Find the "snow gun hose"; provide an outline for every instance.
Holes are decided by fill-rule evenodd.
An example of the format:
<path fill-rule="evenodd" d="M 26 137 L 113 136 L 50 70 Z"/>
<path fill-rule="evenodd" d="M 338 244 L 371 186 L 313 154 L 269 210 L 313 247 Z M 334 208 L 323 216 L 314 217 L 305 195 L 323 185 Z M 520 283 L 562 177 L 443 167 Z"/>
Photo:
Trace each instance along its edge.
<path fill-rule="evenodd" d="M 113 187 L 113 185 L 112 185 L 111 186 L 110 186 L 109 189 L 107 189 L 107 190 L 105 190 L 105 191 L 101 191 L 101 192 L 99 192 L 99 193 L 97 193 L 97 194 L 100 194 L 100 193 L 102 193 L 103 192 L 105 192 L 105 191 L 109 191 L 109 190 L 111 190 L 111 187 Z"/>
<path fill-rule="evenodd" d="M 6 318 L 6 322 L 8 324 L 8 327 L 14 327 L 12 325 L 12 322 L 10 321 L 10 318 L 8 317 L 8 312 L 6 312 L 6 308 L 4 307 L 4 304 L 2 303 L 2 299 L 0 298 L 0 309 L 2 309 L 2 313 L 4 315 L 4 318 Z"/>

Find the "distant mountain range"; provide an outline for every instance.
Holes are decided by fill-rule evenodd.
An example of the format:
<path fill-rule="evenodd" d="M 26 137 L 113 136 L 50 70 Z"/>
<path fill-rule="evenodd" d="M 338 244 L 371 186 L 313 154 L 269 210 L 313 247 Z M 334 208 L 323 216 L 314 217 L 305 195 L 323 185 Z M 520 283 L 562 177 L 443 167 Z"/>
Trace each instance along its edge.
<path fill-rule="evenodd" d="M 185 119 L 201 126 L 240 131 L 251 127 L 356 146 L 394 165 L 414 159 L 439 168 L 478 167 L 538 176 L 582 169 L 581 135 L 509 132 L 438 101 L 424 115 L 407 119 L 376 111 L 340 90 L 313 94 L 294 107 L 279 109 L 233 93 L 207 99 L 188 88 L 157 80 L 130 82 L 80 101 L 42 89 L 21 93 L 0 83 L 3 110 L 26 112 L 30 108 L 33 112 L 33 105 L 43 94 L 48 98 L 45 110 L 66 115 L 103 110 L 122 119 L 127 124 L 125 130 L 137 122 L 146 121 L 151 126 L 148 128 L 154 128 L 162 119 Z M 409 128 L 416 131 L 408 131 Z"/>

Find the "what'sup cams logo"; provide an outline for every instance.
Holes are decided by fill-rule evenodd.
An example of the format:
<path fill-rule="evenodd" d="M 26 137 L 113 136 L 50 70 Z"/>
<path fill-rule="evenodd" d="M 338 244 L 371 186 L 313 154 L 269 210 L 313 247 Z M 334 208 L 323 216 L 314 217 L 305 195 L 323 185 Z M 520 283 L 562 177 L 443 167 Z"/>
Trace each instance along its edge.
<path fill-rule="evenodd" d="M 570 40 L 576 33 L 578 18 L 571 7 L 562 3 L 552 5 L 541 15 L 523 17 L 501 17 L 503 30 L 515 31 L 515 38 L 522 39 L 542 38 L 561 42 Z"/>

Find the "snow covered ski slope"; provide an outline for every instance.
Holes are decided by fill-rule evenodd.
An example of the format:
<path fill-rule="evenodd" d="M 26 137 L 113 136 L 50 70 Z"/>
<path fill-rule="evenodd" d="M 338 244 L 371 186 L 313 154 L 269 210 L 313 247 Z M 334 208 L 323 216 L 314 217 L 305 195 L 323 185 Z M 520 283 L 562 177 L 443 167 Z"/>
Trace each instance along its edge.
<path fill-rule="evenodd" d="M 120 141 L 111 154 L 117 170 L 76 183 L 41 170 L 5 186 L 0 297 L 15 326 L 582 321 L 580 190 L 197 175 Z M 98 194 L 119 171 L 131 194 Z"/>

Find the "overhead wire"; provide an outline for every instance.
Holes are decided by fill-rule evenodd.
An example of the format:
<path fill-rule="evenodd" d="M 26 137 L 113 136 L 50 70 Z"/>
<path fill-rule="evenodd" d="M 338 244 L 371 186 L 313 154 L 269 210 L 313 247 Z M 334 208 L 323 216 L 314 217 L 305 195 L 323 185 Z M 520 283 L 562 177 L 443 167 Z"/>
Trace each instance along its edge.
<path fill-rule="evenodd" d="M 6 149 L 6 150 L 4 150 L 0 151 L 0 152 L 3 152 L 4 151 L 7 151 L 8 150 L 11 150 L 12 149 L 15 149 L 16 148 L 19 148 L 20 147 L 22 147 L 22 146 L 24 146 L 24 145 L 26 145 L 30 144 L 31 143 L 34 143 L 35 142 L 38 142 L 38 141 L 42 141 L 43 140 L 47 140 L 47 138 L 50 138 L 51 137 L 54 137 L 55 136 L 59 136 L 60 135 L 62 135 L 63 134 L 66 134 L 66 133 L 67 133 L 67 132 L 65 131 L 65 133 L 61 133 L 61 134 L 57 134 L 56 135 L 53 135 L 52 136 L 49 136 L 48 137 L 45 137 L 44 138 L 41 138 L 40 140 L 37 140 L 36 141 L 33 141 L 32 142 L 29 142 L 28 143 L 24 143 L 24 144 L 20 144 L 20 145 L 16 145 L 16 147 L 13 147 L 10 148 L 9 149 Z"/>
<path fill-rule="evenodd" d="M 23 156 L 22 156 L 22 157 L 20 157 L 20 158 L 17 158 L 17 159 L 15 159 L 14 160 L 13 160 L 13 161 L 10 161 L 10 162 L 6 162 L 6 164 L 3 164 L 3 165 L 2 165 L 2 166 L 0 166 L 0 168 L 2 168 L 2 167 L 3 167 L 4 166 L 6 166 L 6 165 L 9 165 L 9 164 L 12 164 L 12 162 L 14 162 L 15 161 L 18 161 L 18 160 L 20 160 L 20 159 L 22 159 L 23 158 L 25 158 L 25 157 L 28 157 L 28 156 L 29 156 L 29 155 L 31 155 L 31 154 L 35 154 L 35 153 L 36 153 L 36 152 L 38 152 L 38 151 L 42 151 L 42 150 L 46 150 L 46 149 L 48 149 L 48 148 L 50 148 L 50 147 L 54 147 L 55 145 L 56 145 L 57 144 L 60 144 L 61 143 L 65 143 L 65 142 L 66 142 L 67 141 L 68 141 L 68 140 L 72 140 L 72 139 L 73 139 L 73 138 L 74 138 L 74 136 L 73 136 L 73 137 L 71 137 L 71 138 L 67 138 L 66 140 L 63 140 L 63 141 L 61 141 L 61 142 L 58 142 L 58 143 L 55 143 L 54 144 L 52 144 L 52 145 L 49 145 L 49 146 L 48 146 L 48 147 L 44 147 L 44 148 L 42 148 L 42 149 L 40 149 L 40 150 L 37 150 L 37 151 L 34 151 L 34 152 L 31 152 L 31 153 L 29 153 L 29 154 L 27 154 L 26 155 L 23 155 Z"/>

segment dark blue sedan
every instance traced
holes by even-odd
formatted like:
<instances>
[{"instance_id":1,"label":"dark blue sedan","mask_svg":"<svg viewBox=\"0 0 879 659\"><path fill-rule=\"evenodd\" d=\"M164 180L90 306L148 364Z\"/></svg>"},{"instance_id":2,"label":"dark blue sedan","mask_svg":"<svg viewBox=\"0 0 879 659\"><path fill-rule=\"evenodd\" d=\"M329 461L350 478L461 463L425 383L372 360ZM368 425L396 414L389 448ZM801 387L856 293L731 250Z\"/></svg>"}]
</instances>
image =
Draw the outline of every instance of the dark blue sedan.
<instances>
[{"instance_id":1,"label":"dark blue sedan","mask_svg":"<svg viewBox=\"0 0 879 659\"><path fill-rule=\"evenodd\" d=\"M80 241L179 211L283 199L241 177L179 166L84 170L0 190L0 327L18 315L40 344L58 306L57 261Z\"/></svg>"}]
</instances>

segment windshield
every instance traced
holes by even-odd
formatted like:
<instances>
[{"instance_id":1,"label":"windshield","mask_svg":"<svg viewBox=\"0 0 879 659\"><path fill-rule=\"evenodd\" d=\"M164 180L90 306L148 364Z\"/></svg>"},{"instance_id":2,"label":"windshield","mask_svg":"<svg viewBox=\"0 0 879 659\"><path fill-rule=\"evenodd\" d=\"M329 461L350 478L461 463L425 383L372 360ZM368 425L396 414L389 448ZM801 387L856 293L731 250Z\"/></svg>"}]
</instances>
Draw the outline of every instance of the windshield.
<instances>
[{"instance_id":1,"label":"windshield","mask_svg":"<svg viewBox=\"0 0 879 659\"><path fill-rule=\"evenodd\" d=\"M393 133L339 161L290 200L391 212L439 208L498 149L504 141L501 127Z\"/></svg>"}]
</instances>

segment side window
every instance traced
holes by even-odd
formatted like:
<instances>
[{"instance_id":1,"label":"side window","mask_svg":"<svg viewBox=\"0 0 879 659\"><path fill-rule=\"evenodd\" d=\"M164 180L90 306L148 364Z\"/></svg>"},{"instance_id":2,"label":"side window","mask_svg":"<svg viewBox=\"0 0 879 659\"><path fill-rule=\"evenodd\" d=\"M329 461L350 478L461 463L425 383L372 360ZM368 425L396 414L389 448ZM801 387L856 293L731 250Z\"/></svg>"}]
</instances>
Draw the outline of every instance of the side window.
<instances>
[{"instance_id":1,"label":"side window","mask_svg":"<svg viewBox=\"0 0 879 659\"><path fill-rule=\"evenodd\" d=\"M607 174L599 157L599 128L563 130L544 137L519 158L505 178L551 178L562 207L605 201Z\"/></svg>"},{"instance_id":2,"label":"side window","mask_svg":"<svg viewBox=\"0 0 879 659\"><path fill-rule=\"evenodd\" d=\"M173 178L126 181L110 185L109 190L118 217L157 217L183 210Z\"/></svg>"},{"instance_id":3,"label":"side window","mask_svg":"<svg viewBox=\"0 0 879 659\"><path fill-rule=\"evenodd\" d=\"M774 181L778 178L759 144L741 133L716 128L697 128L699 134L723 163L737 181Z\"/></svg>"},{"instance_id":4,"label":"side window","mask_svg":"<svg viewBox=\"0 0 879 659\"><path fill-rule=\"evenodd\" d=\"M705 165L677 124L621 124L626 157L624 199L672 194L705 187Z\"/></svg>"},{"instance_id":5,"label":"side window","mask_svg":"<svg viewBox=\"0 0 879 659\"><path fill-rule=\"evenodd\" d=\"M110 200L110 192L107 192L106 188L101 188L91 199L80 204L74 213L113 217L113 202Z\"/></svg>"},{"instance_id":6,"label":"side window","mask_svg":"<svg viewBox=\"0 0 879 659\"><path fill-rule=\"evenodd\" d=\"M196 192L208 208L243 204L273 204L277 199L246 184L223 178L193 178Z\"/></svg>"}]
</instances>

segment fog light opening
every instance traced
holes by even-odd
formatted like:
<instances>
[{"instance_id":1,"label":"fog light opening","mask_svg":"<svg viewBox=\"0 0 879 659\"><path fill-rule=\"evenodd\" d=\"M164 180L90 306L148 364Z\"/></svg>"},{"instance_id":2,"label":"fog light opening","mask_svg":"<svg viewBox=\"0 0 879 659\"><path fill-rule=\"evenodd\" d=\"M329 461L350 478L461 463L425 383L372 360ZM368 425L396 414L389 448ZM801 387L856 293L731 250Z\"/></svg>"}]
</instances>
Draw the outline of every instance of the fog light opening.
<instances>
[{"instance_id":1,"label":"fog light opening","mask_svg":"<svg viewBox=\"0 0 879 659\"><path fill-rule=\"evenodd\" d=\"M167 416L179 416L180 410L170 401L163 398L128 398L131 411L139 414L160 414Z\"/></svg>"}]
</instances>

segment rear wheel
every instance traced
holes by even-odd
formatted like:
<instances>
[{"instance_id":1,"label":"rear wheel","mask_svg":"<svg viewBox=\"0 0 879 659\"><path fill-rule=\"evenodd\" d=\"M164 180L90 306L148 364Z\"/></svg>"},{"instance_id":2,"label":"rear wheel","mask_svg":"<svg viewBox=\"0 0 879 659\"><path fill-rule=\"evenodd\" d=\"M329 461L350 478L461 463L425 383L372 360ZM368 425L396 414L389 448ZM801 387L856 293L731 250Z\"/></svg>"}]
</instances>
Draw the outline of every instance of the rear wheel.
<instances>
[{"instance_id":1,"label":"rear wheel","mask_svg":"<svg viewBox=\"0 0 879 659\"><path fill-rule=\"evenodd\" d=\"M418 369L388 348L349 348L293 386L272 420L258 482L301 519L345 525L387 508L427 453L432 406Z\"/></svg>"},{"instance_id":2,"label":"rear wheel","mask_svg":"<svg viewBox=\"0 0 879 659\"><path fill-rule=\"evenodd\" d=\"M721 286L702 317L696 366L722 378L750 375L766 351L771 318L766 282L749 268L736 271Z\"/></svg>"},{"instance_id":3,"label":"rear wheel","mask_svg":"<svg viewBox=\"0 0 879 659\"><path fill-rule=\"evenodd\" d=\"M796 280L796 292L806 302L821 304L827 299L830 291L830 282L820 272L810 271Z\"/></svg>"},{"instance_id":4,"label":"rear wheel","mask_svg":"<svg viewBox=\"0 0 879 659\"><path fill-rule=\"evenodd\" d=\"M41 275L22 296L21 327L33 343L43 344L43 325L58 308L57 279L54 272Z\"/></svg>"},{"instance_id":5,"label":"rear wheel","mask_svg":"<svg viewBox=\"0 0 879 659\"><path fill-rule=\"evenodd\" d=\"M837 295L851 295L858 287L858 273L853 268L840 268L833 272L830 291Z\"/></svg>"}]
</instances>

== == ==

TASK OBJECTIVE
Reproduce the data verbatim, beginning at its first line and stopping after the line that contains "318 L 6 322".

ANSWER TO THIS EXERCISE
Find the "snow gun hose"; provide an outline for every instance.
Holes are decided by fill-rule evenodd.
An example of the format:
<path fill-rule="evenodd" d="M 26 137 L 113 136 L 50 70 Z"/>
<path fill-rule="evenodd" d="M 338 244 L 371 186 L 313 154 L 269 210 L 313 247 Z M 334 208 L 323 216 L 314 217 L 305 195 L 323 185 Z M 520 283 L 562 177 L 443 167 Z"/>
Photo:
Trace each instance along its edge.
<path fill-rule="evenodd" d="M 113 187 L 113 185 L 112 185 L 111 186 L 110 186 L 109 189 L 107 189 L 107 190 L 105 190 L 105 191 L 101 191 L 101 192 L 99 192 L 99 193 L 97 193 L 97 194 L 100 194 L 100 193 L 102 193 L 103 192 L 105 192 L 105 191 L 109 191 L 109 190 L 111 190 L 111 187 Z"/>
<path fill-rule="evenodd" d="M 6 318 L 6 322 L 8 324 L 8 327 L 14 327 L 12 325 L 12 322 L 10 321 L 10 318 L 8 317 L 8 312 L 6 312 L 6 308 L 4 307 L 4 304 L 2 303 L 2 299 L 0 298 L 0 309 L 2 309 L 2 313 L 4 315 L 4 318 Z"/>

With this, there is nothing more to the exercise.